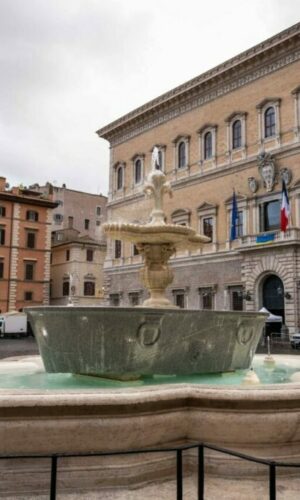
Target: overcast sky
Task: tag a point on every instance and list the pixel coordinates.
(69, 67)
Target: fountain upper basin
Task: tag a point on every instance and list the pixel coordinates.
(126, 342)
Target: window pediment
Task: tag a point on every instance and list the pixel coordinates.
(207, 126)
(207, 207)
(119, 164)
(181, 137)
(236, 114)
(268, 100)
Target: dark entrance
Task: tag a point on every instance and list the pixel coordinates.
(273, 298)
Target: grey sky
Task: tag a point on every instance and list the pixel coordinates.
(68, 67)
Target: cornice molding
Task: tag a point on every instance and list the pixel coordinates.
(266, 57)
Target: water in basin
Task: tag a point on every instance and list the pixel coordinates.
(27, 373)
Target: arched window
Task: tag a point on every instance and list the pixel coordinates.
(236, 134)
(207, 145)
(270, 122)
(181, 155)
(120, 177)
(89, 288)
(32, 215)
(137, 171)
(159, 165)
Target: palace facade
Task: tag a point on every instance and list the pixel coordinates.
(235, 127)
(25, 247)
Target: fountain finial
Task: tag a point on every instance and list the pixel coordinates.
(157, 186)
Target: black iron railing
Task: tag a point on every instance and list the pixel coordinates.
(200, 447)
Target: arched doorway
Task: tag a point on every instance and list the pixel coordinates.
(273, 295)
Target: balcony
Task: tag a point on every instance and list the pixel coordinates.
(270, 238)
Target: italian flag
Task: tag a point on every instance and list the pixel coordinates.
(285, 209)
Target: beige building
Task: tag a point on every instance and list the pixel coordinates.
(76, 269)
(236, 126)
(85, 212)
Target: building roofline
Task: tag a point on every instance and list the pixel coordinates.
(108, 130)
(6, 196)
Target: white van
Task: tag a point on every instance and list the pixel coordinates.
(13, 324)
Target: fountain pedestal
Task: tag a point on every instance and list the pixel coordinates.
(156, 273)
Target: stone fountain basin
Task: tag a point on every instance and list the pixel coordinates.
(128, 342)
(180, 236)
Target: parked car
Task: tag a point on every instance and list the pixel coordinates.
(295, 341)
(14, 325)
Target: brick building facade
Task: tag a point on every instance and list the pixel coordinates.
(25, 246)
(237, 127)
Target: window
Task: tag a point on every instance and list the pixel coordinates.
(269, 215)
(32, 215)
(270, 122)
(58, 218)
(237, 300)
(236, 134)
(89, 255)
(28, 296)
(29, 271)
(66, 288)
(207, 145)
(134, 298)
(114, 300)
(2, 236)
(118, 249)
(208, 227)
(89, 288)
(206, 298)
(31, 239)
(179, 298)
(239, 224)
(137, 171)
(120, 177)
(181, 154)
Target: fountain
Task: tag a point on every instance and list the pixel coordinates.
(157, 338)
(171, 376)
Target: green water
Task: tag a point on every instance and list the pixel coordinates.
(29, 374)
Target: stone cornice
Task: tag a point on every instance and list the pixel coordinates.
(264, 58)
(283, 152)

...

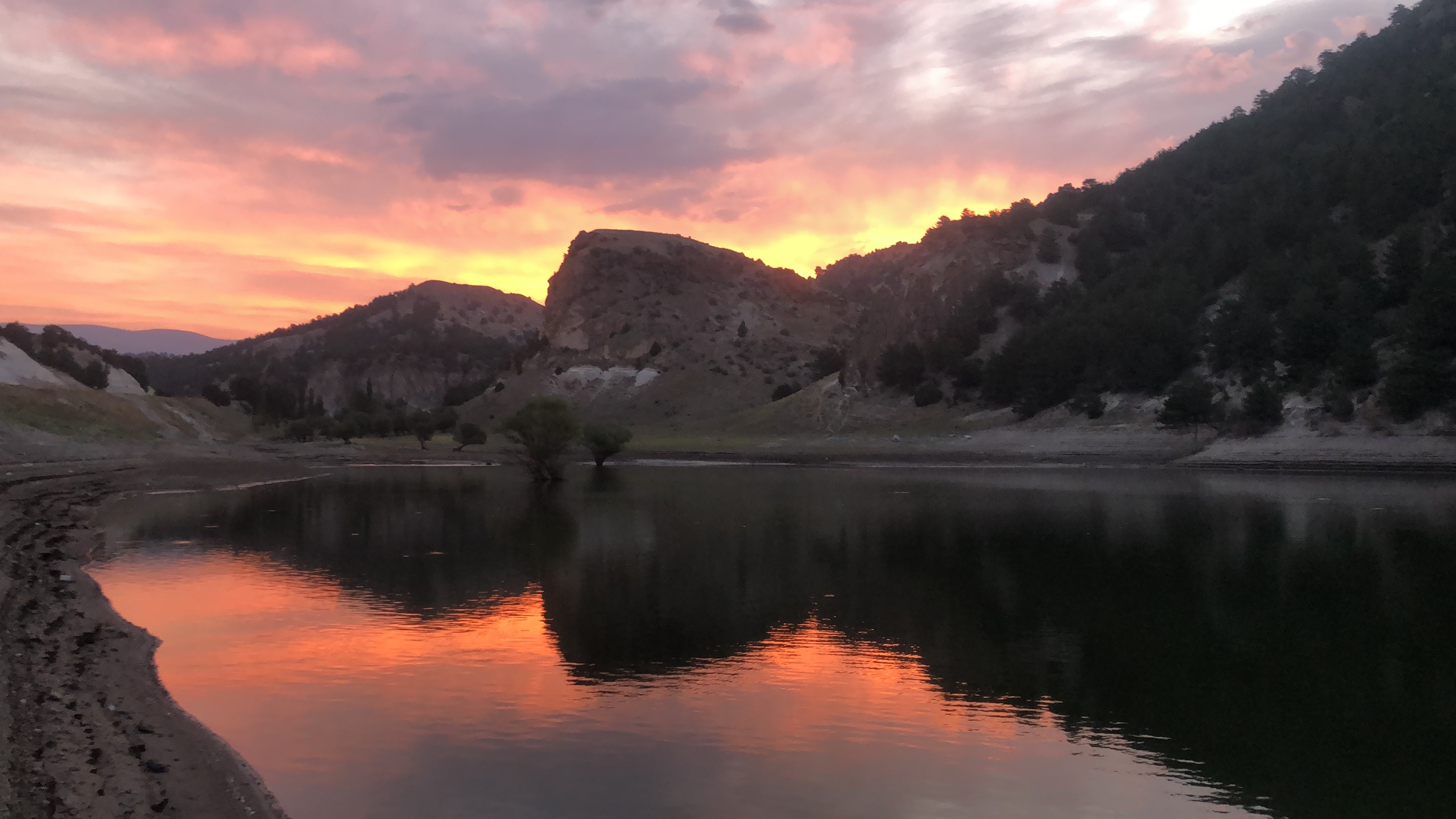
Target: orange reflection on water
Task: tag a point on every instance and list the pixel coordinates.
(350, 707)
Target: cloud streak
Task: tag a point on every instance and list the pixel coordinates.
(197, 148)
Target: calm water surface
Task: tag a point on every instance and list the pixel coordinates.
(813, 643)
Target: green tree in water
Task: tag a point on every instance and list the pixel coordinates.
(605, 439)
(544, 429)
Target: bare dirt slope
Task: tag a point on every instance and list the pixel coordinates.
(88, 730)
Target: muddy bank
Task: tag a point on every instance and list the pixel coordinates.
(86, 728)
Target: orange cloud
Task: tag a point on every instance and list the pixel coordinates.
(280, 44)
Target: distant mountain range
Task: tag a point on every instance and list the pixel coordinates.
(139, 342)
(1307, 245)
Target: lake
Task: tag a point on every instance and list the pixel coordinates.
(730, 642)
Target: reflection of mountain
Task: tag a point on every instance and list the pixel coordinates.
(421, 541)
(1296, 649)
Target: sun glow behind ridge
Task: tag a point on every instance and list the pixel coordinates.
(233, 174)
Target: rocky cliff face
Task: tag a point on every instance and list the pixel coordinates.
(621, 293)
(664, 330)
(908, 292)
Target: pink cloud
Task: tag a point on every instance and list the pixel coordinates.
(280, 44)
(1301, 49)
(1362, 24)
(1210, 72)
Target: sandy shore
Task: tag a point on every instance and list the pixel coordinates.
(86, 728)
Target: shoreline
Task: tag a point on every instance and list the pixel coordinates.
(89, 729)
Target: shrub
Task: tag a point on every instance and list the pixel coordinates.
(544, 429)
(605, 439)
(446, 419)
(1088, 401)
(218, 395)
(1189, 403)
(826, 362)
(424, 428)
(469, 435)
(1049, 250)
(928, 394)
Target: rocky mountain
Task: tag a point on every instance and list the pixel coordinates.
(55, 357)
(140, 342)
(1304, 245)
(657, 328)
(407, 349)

--

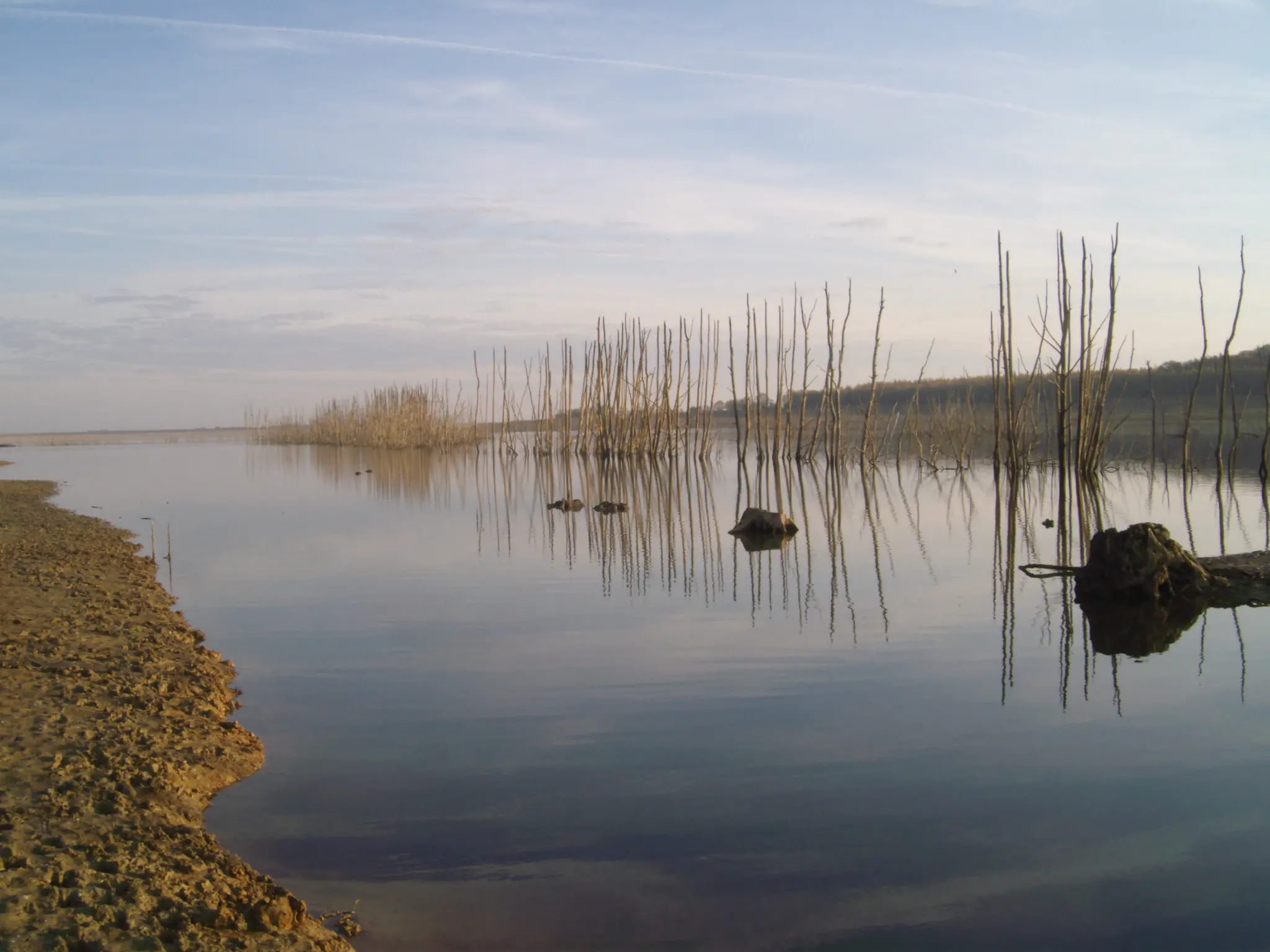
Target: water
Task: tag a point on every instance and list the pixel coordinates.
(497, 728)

> [练习目标]:
把上面记录中含有“orange”一词的行全部收集起来，逐行抄出。匹配时区分大小写。

> [练习结果]:
Target: orange reflection on water
Target: orange cloud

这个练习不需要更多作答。